Task goal:
Reproduce the data below verbatim, from the line containing "Identify the cloud" through the line containing "pixel 219 38", including both of those lines.

Rows from a pointing dataset:

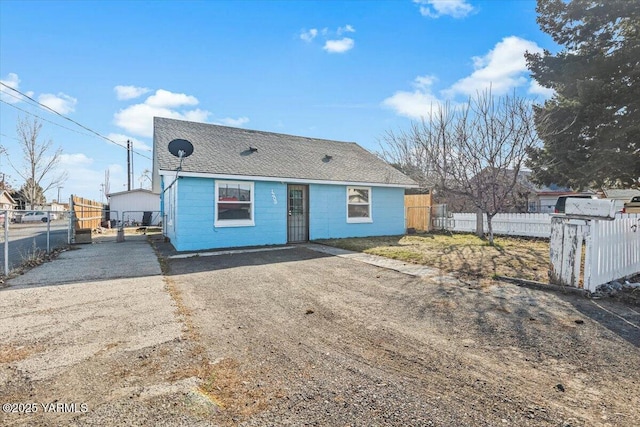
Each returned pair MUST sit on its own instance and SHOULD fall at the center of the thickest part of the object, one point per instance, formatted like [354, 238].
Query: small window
[359, 204]
[234, 204]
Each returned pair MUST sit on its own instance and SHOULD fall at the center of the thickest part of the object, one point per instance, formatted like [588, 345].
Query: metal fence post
[6, 243]
[48, 231]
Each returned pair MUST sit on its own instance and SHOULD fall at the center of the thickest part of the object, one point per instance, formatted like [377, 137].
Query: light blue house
[249, 188]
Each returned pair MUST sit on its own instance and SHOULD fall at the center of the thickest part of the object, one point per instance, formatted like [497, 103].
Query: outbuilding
[243, 187]
[134, 208]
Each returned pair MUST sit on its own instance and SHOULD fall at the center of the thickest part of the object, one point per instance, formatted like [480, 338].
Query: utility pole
[128, 165]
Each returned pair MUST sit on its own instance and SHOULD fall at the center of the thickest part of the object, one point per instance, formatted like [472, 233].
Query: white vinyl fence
[613, 251]
[529, 225]
[612, 247]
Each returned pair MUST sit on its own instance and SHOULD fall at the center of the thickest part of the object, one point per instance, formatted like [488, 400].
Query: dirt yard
[294, 337]
[298, 337]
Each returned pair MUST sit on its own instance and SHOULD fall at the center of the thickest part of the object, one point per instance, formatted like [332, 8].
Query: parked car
[562, 201]
[37, 216]
[632, 206]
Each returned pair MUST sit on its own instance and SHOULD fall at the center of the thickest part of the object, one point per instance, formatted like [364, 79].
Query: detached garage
[135, 207]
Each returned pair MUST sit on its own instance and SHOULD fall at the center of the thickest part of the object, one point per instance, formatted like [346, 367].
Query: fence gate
[612, 244]
[418, 211]
[86, 215]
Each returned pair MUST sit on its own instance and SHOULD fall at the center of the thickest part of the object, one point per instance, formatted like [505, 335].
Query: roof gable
[5, 197]
[225, 150]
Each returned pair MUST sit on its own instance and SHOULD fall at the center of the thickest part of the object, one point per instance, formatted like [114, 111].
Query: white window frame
[359, 219]
[234, 222]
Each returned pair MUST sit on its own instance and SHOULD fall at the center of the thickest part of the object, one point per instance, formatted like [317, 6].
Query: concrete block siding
[194, 221]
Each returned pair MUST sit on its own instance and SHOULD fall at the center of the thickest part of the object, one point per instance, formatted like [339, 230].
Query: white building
[135, 208]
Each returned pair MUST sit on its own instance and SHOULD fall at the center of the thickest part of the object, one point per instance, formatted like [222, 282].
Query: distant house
[545, 198]
[6, 201]
[130, 207]
[54, 206]
[249, 188]
[621, 196]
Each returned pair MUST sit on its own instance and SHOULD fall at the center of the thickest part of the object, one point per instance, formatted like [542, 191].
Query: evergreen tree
[590, 128]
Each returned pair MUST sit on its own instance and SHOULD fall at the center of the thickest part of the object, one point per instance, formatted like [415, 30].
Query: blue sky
[348, 71]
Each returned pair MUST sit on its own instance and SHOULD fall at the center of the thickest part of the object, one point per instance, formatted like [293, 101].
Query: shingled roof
[223, 150]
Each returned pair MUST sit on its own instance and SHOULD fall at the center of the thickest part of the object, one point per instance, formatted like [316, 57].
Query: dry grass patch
[12, 353]
[460, 254]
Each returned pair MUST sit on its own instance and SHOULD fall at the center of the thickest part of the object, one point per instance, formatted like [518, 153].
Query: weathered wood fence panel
[565, 251]
[418, 211]
[86, 214]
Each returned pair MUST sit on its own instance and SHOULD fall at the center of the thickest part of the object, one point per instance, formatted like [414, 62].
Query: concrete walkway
[82, 328]
[102, 260]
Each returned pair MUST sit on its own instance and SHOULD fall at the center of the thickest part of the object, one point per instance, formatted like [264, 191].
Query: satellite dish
[181, 148]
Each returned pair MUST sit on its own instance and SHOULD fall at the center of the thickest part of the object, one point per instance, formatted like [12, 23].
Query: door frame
[305, 198]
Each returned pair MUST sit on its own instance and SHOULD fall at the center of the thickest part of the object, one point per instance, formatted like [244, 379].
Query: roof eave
[172, 173]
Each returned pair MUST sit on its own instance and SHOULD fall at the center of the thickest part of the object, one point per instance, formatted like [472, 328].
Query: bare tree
[475, 151]
[39, 166]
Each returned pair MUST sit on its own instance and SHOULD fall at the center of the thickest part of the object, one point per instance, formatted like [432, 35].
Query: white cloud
[339, 46]
[308, 36]
[228, 121]
[61, 102]
[122, 140]
[129, 92]
[437, 8]
[165, 99]
[346, 29]
[503, 69]
[417, 103]
[137, 119]
[331, 43]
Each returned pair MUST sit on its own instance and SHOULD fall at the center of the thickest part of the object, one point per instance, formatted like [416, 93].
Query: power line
[67, 118]
[46, 120]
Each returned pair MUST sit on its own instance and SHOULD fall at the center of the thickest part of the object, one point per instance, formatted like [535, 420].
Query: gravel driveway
[295, 337]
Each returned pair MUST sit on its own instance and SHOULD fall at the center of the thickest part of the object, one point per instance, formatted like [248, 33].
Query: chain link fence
[27, 235]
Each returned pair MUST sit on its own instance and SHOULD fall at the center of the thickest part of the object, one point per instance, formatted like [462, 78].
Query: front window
[359, 204]
[234, 204]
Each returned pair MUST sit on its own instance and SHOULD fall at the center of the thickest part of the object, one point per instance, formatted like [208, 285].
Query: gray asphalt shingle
[225, 150]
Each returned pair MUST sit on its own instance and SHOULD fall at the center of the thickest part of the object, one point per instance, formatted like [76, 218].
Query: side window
[359, 204]
[234, 204]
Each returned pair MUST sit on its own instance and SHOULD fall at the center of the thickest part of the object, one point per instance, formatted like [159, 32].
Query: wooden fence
[86, 214]
[418, 211]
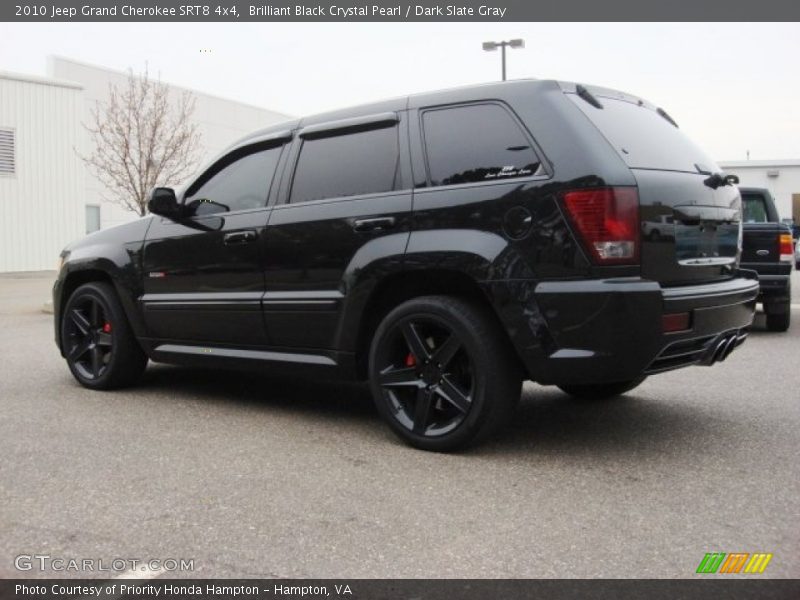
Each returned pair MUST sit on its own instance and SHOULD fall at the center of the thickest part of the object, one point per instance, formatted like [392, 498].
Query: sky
[732, 87]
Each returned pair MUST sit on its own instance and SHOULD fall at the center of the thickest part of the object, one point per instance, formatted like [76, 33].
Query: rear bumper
[775, 290]
[611, 330]
[774, 283]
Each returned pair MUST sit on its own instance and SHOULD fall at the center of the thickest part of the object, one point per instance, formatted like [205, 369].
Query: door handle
[378, 224]
[240, 237]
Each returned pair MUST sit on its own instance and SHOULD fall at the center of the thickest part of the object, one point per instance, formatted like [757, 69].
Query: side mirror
[164, 203]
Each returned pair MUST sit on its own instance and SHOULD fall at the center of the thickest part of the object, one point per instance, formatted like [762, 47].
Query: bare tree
[142, 135]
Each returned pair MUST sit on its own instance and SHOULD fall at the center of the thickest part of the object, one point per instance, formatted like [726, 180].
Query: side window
[480, 142]
[363, 162]
[754, 209]
[242, 184]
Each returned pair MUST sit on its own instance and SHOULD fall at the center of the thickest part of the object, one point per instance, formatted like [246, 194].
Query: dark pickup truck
[767, 249]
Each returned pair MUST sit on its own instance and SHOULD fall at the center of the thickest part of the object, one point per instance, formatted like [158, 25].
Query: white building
[48, 197]
[780, 177]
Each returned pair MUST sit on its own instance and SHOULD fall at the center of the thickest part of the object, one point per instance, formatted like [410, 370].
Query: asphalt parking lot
[253, 476]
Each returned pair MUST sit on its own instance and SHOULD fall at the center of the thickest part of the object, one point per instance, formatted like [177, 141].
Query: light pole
[492, 46]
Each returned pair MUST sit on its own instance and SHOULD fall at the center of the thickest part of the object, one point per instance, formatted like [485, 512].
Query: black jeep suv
[445, 246]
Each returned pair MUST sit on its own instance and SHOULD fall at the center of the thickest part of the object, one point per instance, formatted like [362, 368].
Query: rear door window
[476, 143]
[643, 138]
[350, 164]
[754, 208]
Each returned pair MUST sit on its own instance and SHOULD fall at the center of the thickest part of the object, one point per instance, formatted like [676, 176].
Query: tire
[442, 374]
[601, 391]
[778, 321]
[100, 348]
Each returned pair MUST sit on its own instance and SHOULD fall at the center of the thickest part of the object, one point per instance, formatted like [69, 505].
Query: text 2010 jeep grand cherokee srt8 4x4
[446, 246]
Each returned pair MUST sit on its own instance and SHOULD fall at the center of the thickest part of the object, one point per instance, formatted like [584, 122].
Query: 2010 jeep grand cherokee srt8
[446, 246]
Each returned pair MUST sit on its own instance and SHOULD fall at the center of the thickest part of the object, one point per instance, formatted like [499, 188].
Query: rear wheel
[97, 341]
[441, 374]
[601, 391]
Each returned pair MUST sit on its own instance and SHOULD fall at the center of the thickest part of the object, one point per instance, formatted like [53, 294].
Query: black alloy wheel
[89, 339]
[427, 376]
[441, 374]
[96, 340]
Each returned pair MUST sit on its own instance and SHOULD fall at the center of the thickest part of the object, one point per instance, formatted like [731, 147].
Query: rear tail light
[786, 246]
[607, 220]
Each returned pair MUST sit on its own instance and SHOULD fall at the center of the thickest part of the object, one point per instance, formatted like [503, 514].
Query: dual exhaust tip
[725, 346]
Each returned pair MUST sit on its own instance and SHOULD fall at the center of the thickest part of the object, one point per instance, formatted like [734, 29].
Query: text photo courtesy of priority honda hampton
[445, 246]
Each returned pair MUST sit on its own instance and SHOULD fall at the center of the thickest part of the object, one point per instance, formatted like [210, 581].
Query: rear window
[754, 208]
[643, 138]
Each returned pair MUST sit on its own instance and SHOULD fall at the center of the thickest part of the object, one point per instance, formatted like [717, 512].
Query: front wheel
[97, 341]
[441, 373]
[601, 391]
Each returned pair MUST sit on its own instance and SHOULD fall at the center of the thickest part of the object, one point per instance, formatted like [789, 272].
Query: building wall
[41, 203]
[220, 121]
[780, 177]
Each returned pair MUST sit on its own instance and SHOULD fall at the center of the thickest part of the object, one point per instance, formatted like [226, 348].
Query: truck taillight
[786, 246]
[607, 220]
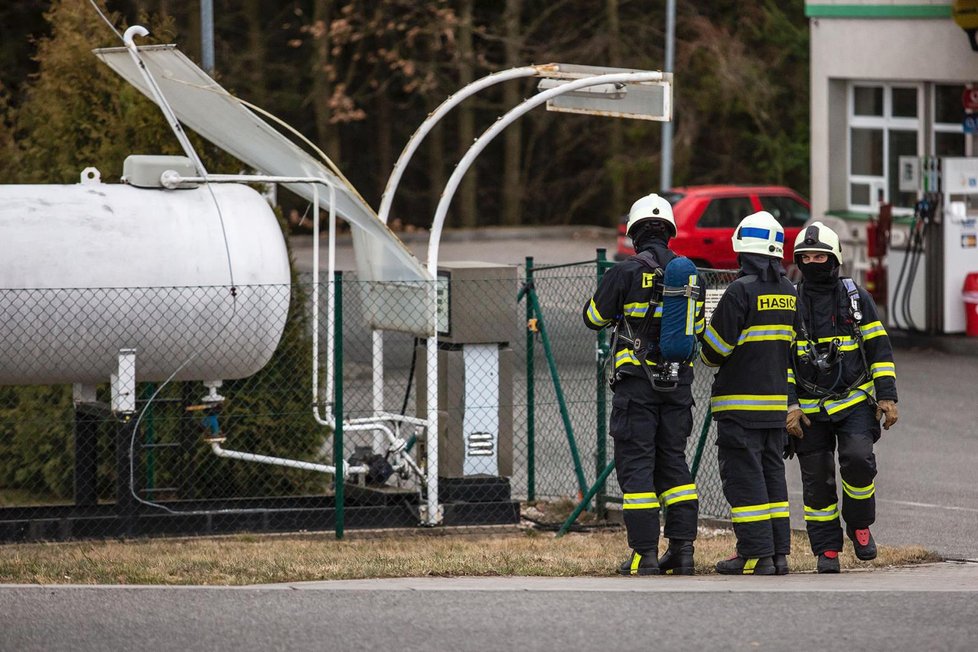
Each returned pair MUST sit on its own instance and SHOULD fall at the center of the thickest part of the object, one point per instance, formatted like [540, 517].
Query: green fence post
[340, 476]
[601, 448]
[704, 431]
[602, 478]
[531, 476]
[564, 413]
[149, 438]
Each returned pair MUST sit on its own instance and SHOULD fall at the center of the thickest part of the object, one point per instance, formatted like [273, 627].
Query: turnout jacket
[827, 318]
[749, 338]
[625, 293]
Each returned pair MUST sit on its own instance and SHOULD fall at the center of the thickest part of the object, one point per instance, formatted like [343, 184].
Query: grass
[251, 559]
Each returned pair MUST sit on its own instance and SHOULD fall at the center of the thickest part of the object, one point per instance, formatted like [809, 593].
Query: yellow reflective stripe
[846, 342]
[829, 513]
[716, 342]
[880, 369]
[706, 360]
[769, 333]
[646, 500]
[679, 494]
[636, 309]
[751, 513]
[625, 356]
[854, 397]
[871, 330]
[757, 402]
[595, 316]
[691, 305]
[859, 493]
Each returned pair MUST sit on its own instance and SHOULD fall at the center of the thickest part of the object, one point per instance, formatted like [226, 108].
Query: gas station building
[889, 80]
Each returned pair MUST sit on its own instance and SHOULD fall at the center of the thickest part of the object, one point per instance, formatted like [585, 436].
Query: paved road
[929, 608]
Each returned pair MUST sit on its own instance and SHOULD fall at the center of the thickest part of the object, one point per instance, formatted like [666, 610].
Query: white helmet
[759, 233]
[820, 239]
[651, 207]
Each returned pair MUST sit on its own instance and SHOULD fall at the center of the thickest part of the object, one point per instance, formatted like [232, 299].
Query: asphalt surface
[925, 496]
[926, 608]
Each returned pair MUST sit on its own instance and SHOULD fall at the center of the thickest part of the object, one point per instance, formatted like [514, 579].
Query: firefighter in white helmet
[649, 426]
[749, 339]
[843, 382]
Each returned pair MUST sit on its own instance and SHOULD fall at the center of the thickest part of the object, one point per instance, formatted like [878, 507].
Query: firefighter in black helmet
[649, 426]
[749, 338]
[843, 382]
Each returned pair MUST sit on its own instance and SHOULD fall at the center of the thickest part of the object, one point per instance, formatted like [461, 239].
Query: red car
[706, 217]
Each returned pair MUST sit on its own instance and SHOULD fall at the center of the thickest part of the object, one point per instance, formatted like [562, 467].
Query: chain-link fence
[86, 451]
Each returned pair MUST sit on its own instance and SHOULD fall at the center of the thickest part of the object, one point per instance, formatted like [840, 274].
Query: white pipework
[434, 239]
[175, 126]
[280, 461]
[402, 162]
[395, 445]
[429, 123]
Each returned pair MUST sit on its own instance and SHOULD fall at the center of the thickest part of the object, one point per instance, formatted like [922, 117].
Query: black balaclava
[820, 276]
[766, 268]
[653, 235]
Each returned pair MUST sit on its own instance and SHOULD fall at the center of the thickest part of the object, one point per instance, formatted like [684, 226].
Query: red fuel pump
[877, 239]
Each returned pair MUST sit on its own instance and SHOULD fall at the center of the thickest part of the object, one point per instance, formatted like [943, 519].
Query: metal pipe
[171, 118]
[338, 480]
[281, 461]
[429, 123]
[434, 240]
[665, 171]
[531, 450]
[207, 35]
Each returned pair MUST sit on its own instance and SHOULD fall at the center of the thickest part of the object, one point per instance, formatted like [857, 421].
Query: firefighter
[749, 339]
[844, 381]
[649, 423]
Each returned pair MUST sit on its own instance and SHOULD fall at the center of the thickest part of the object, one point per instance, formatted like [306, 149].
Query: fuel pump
[928, 262]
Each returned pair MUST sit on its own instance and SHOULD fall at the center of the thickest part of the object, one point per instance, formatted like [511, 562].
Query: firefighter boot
[639, 564]
[780, 564]
[828, 562]
[862, 542]
[677, 559]
[738, 565]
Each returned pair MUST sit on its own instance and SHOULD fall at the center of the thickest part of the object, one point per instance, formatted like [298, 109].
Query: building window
[949, 138]
[884, 124]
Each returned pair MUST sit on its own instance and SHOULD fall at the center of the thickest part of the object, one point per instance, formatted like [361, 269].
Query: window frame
[885, 123]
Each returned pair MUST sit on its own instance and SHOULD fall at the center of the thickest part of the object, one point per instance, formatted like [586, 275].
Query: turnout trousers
[650, 430]
[854, 433]
[752, 473]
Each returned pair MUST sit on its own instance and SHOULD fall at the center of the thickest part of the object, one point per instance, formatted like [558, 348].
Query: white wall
[879, 49]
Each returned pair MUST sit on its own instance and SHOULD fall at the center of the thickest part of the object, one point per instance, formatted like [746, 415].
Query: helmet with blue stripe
[759, 233]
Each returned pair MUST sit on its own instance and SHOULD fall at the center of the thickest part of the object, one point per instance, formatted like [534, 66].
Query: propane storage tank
[196, 280]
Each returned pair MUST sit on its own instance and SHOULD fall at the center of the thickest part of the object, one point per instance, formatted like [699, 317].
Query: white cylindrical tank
[89, 269]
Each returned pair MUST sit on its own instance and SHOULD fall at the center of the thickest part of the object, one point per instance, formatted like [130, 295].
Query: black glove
[789, 447]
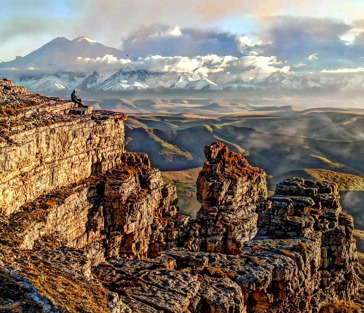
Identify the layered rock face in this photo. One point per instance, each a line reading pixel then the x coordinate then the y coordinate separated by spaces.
pixel 230 190
pixel 88 227
pixel 43 149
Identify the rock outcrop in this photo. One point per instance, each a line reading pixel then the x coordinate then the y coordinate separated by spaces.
pixel 87 227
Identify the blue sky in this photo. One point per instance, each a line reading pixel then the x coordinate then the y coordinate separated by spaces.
pixel 308 35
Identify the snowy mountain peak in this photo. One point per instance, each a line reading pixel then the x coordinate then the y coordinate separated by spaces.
pixel 83 39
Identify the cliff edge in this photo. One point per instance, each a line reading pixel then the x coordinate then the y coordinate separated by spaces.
pixel 89 227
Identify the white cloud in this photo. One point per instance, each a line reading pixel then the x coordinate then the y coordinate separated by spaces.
pixel 247 67
pixel 345 70
pixel 313 57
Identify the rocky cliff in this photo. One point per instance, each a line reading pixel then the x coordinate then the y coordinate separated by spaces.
pixel 89 227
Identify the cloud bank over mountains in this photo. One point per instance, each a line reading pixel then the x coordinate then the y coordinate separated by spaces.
pixel 287 53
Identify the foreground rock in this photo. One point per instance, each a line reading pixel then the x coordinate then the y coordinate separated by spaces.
pixel 87 227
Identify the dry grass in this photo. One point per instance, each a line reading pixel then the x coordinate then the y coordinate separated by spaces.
pixel 327 161
pixel 343 180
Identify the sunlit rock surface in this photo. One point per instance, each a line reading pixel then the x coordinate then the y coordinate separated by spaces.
pixel 89 227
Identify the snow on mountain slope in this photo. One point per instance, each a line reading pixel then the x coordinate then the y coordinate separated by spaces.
pixel 61 54
pixel 142 79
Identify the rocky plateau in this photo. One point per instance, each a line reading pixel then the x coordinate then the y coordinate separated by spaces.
pixel 89 227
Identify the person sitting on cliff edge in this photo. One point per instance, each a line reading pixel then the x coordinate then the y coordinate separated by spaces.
pixel 76 100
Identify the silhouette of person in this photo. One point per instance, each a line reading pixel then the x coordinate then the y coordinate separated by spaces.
pixel 75 99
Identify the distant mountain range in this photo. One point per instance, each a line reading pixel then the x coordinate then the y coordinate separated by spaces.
pixel 56 67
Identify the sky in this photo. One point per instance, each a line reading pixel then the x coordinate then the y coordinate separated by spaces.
pixel 26 25
pixel 219 38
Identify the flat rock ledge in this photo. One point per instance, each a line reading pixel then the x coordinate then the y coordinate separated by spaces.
pixel 86 226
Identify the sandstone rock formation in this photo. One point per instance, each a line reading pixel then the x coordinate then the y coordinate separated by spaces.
pixel 87 227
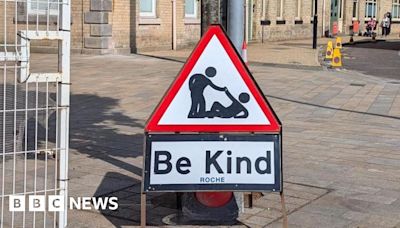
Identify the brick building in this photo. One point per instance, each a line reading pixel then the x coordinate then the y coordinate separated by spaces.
pixel 126 26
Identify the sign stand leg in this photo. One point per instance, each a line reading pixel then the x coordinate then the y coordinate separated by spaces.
pixel 143 210
pixel 285 221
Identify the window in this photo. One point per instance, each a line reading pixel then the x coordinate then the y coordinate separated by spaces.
pixel 191 8
pixel 370 9
pixel 148 8
pixel 43 7
pixel 298 11
pixel 396 9
pixel 355 9
pixel 280 9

Exercise answer:
Identify the cloud bank over mountains in this photo. One point per instance, each a line reading pixel then the x coordinate then the y coordinate separated by spaces.
pixel 287 53
Identify the foreground rock in this photo. One point per instance, each a line reading pixel then the x coordinate then the y coordinate separated by spaces.
pixel 87 227
Identify the dry grass in this photo. One point per instance, each a line reading pixel then the x coordinate then the y coordinate separated by spaces.
pixel 327 161
pixel 343 180
Identify the sunlit rock surface in this photo. One point per instance, each a line reading pixel then the x coordinate then the y coordinate separated by spaces.
pixel 89 227
Identify the snow on mountain slope in this photo. One point per instance, each a line reading pixel then the x coordinate then the y coordinate separated by spaces.
pixel 61 54
pixel 142 79
Identify the rocky plateau in this photo. One point per instance, each a line reading pixel then the x coordinate then the y coordinate separated by spaces.
pixel 89 227
Identify the person sitting on cliff edge in this photo. One point per instance, each a line reading pixel then the x coordinate then the y coordinate separated by spaces.
pixel 76 100
Identify the silhouette of person in this photo. One point per instance, each a line reading pixel then the x coordinate then the y coordinate separated by spaces.
pixel 75 99
Identify the distant mountain range in this photo. One point per instance, each a line reading pixel then the x coordinate then the y coordinate separated by spaces.
pixel 56 67
Identify the sky in this photo. One point per instance, each a line reading pixel then the x coordinate then the y coordinate separated by spaces.
pixel 26 25
pixel 219 38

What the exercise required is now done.